• EXERCISE AIM: Print the stretch of the Facebook comment thread below from "Facebook processes might" through "guy who died.", word for word.

• SOURCE TEXT:
= = = =
While reading the article, I was struck by not only the impact that Facebooks actions had, but also on how the presence of the online content changes how someone is remembered and grieved. I could see in some cases how it might range from unproductive to unhealthy--like a digital equivalent of keeping a shrine and living in denial. I don't believe that's true in this case as 6 months is no time to get to grips with such loss.


The more I see this sort of thing, the more I'm heartened that individuals are fighting back against Facebook.


"We want Facebook to say exactly what their process is when they receive such a request - behind that profile was a human being and there are lots of people affected, a circle of friends who love that person." Seems like a legitimate request to facebook. Having transparent policies is a must imho


Did ever look how spam filtering or search results ranking algorithms work? They work exactly because companies keep their policies secret. Transparent policies would get abused instantly.

Facebook processes might change every month to react on actions of billion users. What good disclosing it could ever make? You could see examples of abuse of Facebook policy in other comments here.


I don't necessarily thing Facebook was in the wrong here. Sure maybe somebody made that request to delete the profile against the family wishes but Facebook doxing someone also isn't very acceptable.


You missed the story. It was not about whether Facebook was allowed to delete the profile - it was about giving information to family members of the guy who died.

What causes outrage from companies such as Google or (here) FB is not what hey do - but that it is impossible for normal people to get any information about anything! Your Youtube video was deleted - why? No response. My dead partners data disappeared - why? No response. No response to anything. This IS outrageous! Not responding to reasonable requests - and that has nothing to do with "legal" - is one of the worst ways of humans to interact with one another. Try it at home. Their behavior of ignoring you - and again, this has nothing whatsoever to do with what is "legal" - is what gets to people. Psychologically that's just really, really bad, the worst way to treat someone. Which raises the issue to another level: How arrogant as well as stupid are this mega-companies that they think they can do that, that there will be no long-term repercussions? This can't go on forever, people don't accept that, so wouldn't it make business sense to treat your "data-providers" (if not customers) just a bit better? How mighty do they already think they are that they don't have to answer very reasonable questions of people impacted by things they do? Nobody says they can't do it, we just want to TALK! Give me a human, not a bot response!

What makes it especially bad is that the requests are tiny! They could be handled easily (yes yes - needs actual humans, i.e. "expensive", oh the horror for those mega-companies who don't know what to do with all their money - but it's easy).


> but that it is impossible for normal people to get any information about anything! .... Psychologically that's just really, really bad, the worst way to treat someone. Which raises the issue to another level: How arrogant as well as stupid are this mega-companies that they think they can do that

This problem has its origins in the big users-as-products companies wanting to totally eliminate their user support costs, but it's going to get worse. With all the hype around "machine learning," soon no one, not even insiders, may know why your stuff was deleted or your account banned, because it was all delegated to an inscrutable "AI" system that acts but can't expose it's "reasoning."
= = = =
• MATERIAL SHOWN:
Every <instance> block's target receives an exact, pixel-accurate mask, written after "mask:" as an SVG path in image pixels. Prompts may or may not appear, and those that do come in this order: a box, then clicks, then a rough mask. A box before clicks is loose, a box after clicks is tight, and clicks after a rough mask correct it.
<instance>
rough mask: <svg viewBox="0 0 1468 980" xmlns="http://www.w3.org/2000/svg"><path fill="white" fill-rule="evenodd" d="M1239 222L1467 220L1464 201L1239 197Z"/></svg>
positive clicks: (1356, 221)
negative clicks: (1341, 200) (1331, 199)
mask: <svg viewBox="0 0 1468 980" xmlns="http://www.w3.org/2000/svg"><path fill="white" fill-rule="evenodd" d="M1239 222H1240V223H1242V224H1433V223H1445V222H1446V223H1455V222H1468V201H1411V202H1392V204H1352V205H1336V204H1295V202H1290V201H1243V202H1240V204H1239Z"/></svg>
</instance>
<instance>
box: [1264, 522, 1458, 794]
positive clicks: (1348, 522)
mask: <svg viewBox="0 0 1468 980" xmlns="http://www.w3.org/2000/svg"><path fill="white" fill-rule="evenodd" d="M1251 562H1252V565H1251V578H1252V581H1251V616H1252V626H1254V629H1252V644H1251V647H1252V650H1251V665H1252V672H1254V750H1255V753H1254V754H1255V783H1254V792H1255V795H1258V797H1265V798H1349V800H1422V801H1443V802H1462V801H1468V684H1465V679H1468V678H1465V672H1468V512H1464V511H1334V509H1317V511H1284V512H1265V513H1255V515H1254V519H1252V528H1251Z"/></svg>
= = = =
• RESPONSE:
Facebook processes might change every month to react on actions of billion users. What good disclosing it could ever make? You could see examples of abuse of Facebook policy in other comments here.


I don't necessarily thing Facebook was in the wrong here. Sure maybe somebody made that request to delete the profile against the family wishes but Facebook doxing someone also isn't very acceptable.


You missed the story. It was not about whether Facebook was allowed to delete the profile - it was about giving information to family members of the guy who died.